Task details
Beginning with the line that holds "Expected: one point per instance of the black umbrella, each", set down each line of the data below through the very last, exactly as given, and nothing beyond that.

Entries from a pointing dataset
◆ ◆ ◆ ◆ ◆ ◆ ◆

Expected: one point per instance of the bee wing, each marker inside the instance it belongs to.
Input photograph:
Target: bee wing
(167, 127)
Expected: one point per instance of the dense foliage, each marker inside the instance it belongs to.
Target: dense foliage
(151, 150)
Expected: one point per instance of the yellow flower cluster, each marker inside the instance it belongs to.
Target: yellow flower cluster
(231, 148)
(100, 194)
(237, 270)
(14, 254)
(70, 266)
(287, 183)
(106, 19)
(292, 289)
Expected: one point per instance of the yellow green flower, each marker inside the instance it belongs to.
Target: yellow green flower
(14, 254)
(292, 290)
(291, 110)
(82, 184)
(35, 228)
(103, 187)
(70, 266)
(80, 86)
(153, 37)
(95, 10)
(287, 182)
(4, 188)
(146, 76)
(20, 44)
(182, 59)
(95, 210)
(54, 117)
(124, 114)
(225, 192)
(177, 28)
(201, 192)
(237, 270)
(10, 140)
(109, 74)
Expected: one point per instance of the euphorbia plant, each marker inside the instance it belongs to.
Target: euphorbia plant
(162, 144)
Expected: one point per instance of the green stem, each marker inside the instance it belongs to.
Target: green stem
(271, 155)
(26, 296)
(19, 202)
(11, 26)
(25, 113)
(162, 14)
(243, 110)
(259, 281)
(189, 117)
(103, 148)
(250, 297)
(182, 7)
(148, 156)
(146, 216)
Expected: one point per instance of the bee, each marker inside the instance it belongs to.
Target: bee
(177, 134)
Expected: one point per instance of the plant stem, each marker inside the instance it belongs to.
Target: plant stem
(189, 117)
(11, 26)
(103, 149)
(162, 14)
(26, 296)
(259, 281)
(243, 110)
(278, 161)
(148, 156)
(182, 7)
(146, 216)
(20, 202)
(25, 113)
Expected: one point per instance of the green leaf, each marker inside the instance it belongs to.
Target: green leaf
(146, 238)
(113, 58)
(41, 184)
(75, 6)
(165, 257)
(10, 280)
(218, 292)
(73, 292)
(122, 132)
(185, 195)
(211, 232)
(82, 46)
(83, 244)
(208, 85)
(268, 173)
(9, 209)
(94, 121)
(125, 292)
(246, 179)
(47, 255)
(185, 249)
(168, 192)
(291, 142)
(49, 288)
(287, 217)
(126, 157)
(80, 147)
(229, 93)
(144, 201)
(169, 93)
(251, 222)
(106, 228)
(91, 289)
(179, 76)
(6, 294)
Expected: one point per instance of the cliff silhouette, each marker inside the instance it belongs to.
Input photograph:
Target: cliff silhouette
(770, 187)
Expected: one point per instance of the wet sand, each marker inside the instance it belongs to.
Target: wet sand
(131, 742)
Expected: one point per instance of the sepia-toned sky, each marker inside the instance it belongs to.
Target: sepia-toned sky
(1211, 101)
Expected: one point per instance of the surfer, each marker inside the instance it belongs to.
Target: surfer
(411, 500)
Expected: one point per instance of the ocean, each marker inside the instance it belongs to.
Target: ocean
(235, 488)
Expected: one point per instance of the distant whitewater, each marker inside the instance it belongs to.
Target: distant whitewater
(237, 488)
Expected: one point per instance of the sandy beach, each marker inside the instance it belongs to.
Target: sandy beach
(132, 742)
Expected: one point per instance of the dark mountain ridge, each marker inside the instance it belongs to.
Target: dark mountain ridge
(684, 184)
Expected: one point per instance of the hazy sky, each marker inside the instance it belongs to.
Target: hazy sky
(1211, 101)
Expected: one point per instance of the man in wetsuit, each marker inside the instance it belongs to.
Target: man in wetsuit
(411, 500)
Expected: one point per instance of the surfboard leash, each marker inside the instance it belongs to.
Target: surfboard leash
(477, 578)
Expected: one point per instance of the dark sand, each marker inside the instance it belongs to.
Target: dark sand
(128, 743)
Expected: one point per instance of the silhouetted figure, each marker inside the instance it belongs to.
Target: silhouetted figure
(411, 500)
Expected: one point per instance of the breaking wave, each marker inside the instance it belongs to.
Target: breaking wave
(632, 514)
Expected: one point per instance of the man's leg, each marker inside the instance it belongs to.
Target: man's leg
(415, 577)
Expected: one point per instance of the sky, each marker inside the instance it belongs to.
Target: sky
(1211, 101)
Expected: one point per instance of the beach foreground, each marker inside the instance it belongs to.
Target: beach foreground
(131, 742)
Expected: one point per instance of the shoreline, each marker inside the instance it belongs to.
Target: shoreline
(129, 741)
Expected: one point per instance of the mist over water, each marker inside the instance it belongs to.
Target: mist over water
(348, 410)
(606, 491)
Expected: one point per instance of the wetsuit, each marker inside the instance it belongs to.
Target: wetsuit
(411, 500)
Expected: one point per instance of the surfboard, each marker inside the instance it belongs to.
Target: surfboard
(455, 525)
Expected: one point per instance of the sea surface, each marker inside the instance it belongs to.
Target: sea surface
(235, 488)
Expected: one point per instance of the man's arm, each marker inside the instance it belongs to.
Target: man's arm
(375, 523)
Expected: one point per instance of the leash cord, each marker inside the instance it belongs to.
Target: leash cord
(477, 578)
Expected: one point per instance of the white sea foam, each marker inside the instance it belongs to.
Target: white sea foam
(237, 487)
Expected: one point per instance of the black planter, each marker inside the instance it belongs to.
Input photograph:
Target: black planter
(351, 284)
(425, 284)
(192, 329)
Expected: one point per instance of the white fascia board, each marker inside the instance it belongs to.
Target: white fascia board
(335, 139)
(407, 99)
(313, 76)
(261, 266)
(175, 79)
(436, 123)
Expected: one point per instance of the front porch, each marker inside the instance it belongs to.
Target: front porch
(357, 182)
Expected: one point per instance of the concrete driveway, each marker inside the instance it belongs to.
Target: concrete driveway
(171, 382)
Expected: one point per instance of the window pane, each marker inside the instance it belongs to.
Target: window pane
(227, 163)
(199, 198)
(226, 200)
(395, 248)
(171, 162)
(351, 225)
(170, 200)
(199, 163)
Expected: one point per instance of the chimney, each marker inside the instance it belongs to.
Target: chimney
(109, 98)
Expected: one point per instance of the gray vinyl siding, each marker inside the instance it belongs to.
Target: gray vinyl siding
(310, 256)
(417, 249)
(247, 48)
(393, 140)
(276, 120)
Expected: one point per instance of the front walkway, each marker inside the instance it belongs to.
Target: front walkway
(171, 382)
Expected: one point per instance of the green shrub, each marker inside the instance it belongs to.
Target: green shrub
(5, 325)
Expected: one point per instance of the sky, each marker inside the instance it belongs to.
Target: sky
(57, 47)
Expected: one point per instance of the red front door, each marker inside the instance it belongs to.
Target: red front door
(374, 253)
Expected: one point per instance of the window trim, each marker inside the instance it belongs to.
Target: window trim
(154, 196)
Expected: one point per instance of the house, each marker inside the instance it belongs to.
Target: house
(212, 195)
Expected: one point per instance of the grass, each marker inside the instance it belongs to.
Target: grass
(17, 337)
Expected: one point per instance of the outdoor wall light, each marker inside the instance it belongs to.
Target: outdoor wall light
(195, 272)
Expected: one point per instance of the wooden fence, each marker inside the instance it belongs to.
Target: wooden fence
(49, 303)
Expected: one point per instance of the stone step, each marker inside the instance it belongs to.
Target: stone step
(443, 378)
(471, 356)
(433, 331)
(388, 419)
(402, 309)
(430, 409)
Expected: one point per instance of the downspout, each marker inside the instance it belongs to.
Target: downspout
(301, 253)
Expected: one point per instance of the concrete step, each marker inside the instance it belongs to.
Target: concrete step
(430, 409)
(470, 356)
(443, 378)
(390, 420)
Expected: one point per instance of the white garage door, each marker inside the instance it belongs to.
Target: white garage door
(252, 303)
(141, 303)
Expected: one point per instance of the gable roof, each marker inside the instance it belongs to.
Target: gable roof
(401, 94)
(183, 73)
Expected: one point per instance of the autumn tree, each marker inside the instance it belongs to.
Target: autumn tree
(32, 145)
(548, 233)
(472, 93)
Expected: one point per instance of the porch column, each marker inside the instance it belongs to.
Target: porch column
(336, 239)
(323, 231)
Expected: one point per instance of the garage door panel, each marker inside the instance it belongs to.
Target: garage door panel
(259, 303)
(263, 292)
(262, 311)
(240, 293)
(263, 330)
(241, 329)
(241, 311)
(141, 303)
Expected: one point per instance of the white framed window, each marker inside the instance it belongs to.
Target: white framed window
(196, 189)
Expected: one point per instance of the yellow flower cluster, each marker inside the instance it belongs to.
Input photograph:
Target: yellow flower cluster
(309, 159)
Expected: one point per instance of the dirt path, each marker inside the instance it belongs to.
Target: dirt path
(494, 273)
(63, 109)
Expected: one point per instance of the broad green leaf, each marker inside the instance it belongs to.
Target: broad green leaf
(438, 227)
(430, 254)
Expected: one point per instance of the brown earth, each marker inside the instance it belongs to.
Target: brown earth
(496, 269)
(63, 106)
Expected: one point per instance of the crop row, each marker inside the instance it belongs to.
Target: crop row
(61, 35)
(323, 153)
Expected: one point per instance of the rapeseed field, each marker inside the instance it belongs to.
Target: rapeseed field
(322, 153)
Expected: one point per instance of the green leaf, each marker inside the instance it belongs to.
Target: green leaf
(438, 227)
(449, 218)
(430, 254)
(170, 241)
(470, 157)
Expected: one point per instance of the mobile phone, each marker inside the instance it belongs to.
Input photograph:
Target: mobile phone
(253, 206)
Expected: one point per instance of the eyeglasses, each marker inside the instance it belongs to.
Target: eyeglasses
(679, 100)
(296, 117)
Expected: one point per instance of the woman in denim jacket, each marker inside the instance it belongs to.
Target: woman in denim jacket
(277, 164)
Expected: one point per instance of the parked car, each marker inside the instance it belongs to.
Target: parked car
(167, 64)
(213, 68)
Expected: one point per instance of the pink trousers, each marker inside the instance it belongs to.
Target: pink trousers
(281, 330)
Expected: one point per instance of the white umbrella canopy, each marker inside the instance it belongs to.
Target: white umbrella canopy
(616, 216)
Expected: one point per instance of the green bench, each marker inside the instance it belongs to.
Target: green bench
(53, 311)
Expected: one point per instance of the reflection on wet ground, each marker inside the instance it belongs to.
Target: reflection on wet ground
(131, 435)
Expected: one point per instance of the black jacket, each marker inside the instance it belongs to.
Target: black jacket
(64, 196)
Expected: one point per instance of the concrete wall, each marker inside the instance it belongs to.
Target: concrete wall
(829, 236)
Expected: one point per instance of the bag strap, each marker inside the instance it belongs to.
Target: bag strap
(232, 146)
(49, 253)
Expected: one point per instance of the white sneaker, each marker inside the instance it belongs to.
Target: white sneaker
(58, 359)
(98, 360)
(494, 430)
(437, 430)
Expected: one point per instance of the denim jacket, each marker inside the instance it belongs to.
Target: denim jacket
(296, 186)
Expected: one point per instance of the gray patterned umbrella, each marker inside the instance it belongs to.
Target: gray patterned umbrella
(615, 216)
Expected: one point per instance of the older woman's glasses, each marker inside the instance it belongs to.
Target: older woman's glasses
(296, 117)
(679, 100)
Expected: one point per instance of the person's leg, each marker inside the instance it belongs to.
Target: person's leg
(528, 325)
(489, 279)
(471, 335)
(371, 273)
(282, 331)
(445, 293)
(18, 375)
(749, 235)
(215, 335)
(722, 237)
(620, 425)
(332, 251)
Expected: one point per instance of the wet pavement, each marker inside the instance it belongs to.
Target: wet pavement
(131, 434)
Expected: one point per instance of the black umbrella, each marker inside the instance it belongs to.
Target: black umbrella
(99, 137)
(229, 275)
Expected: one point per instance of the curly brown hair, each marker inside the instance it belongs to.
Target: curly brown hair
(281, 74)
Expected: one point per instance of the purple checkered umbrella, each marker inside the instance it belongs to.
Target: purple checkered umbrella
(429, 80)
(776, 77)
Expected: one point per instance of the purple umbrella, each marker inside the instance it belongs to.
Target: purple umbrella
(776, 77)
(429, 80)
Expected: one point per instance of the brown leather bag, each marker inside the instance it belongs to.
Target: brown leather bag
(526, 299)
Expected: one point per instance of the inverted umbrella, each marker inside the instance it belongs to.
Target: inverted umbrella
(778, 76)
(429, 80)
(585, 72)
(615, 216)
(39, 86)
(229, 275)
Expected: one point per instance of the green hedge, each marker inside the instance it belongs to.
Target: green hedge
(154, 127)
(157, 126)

◆ ◆ ◆ ◆ ◆ ◆ ◆

Solved problem
Expected: one point per instance of the black umbrella, each marker inside the instance it belongs to.
Target: black umbrella
(99, 137)
(229, 275)
Expected: one point per instance of the curly brown hair, each marker inside the instance it belongs to.
Target: curly brown hair
(281, 74)
Expected: one point per instance of the purple checkered umbrella, each marker inside the instance it belongs to.
Target: purple checkered umbrella
(429, 80)
(776, 77)
Expected: one point per instance of the purple umbrella, each marker inside the instance it belongs to.
Target: purple umbrella
(776, 77)
(429, 80)
Expected: one point per instance of the brown leather bag, each marker inside the instance it belongs to.
Target: brown leather bag
(526, 299)
Expected: one point per instance of the inverted umbrella, each marker inside the instance it belongs to.
Target: inverted umbrella
(778, 76)
(429, 80)
(585, 72)
(615, 216)
(39, 86)
(229, 275)
Expected: one point per instance of the green hedge, each marker inside the instance it belongs to.
Target: green hedge
(154, 127)
(157, 126)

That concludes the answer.